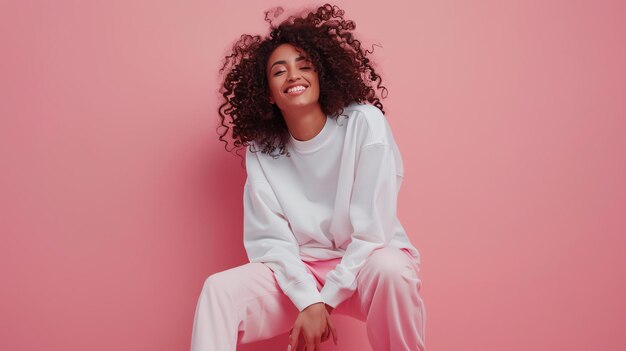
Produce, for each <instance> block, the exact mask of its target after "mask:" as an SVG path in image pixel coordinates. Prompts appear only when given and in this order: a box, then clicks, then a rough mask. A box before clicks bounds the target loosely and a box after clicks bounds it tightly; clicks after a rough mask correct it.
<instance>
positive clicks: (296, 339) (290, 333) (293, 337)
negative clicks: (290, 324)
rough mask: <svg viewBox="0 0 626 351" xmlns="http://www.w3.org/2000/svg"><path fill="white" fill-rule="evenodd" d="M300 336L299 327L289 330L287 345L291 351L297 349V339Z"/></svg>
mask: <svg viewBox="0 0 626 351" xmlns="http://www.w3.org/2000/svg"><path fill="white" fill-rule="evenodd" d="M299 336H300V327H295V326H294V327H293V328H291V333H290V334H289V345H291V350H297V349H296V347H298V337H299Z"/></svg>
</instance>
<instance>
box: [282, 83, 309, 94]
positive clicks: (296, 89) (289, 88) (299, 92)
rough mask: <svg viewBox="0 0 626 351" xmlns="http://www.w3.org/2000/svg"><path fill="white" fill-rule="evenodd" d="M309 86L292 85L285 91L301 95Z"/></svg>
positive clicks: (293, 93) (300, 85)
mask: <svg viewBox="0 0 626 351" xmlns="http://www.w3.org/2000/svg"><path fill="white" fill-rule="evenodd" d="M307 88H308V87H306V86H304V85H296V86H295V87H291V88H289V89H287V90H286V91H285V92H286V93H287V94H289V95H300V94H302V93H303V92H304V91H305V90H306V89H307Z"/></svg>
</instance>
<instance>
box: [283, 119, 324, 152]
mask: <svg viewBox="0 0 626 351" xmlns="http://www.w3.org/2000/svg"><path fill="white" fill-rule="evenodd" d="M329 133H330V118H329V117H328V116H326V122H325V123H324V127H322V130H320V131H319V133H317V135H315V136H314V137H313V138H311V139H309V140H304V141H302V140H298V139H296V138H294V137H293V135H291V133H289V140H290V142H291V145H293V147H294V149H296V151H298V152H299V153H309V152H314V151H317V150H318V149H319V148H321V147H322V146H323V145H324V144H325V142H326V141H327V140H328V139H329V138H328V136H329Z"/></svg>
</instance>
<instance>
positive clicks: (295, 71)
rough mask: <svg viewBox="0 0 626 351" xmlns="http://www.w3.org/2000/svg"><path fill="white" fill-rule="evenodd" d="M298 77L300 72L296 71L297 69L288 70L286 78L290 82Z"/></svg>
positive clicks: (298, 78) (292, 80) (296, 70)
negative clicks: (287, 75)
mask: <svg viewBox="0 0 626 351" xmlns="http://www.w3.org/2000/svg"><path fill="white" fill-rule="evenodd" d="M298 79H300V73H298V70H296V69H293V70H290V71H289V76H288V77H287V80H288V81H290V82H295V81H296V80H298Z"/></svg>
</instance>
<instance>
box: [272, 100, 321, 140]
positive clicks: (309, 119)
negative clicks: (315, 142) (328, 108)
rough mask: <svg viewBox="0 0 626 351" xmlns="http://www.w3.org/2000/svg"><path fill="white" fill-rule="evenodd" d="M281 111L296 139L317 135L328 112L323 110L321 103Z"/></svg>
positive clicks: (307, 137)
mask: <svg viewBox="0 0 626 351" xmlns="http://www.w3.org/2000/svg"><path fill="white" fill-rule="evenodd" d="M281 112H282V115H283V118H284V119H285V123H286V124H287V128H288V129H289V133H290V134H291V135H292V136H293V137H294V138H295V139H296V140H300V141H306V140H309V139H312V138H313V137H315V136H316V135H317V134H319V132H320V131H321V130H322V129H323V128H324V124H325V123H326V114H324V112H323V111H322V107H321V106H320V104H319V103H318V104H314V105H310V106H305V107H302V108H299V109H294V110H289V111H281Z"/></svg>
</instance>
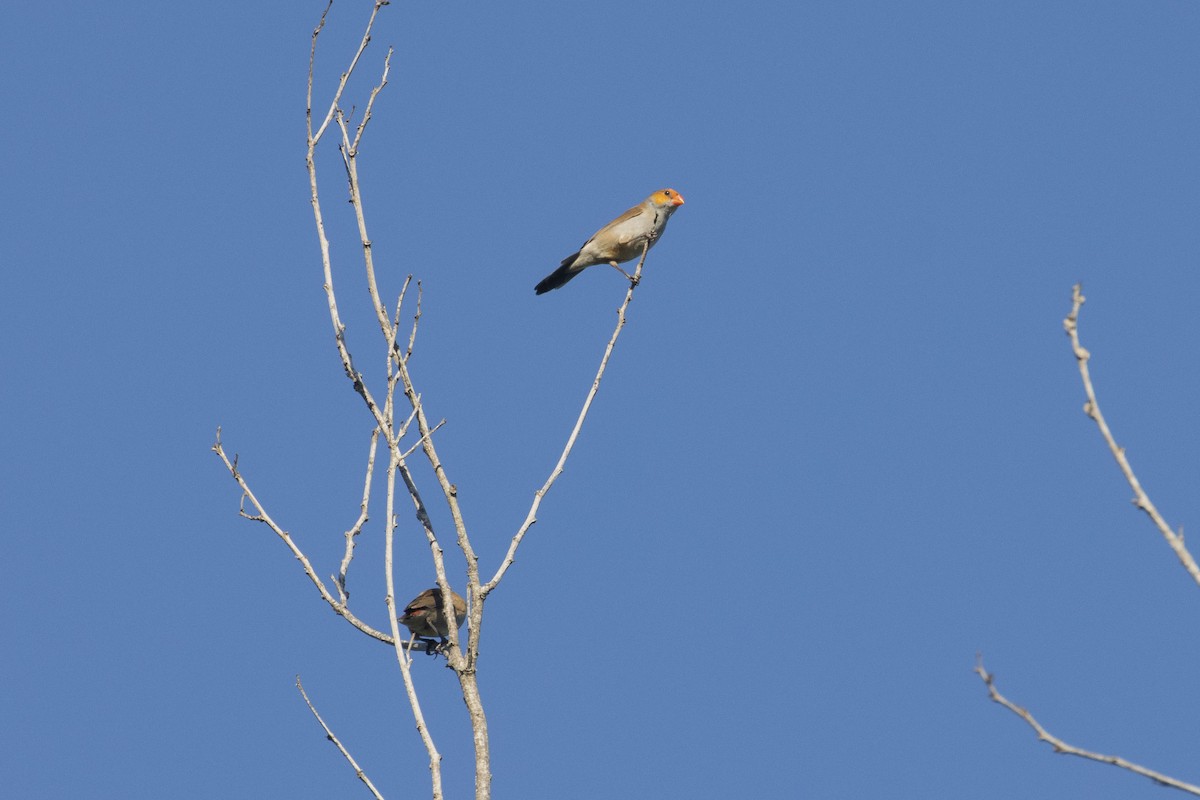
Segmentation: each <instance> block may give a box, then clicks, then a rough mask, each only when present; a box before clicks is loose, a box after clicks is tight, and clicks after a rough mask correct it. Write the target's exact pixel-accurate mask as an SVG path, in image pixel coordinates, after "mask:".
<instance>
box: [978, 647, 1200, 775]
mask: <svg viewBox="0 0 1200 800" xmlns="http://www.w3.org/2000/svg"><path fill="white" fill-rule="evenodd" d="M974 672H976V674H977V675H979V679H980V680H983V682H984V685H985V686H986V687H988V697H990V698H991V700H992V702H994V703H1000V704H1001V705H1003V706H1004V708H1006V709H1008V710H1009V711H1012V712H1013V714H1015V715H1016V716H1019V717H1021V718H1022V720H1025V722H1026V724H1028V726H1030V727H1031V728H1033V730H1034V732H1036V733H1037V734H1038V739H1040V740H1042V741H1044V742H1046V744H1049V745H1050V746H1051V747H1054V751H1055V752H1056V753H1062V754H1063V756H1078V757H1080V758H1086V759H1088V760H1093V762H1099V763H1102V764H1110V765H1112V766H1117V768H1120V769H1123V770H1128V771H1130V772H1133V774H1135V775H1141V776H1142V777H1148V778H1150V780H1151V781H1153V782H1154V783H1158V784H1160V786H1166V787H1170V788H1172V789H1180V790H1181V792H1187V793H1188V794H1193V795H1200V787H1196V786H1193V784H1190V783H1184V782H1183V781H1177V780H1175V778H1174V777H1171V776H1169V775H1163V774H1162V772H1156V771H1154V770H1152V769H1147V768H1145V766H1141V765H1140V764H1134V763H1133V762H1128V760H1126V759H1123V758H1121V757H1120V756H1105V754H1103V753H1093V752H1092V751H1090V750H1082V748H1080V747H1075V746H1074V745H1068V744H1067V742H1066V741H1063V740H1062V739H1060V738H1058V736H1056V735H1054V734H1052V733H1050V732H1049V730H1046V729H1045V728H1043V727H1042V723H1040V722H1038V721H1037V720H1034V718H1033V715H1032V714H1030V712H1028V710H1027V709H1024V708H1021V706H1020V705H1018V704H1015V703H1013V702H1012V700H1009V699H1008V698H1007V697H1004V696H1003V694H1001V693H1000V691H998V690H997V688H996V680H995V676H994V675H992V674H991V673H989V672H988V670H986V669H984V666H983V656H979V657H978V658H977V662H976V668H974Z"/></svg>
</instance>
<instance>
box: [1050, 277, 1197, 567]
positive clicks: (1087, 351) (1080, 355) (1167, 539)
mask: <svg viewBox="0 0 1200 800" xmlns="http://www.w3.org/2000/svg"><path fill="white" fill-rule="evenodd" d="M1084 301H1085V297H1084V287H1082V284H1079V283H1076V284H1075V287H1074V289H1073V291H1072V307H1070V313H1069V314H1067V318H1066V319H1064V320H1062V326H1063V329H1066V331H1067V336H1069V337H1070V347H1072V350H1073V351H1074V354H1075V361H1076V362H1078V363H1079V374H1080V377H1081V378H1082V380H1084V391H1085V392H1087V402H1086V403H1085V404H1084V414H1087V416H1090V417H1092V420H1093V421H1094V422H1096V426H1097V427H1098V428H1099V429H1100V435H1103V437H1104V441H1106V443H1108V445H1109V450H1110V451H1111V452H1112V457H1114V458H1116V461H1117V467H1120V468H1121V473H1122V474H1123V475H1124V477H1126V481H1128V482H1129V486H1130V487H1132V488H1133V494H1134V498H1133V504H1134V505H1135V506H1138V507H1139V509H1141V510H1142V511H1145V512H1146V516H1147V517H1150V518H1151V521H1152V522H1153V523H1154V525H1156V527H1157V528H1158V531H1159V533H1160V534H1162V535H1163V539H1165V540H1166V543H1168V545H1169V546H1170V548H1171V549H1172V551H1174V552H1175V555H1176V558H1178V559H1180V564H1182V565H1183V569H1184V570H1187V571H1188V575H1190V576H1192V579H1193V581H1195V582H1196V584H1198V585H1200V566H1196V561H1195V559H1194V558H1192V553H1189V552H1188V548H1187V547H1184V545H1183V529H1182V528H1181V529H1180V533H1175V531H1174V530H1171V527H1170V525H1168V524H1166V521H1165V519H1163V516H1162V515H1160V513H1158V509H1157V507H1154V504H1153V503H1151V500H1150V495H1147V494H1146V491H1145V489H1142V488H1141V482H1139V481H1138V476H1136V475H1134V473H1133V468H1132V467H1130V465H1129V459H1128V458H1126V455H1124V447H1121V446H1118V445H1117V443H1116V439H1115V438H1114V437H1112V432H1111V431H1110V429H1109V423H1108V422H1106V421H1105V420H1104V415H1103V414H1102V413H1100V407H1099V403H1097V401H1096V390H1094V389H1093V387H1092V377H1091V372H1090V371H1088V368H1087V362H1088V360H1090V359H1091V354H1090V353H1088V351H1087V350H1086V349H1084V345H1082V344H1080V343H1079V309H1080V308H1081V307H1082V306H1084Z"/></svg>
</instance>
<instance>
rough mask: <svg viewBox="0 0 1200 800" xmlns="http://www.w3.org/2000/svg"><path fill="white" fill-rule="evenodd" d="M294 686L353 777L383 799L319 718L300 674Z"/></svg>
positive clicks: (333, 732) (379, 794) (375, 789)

========================

• _Request_
Can you give the data again from its start through the line holding "336L299 327L289 330L287", inclusive, with every "rough mask" replaced by "coarse mask" and nothing else changed, leaving out the pictures?

• _Task result_
Produce, for each <instance> block, the exact mask of its target after "mask:" as an SVG path in image pixel coordinates. Prompts appear only when given and in this order: a box, then clicks, then a coarse mask. A box before clicks bounds the target loosely and a box after clicks bounds it tightly; clicks after a coarse mask correct it.
<instance>
positive clicks: (296, 339) (290, 333) (293, 337)
negative clicks: (290, 324)
coarse mask: <svg viewBox="0 0 626 351" xmlns="http://www.w3.org/2000/svg"><path fill="white" fill-rule="evenodd" d="M300 336L299 327L289 330L287 345L291 351L297 349V339Z"/></svg>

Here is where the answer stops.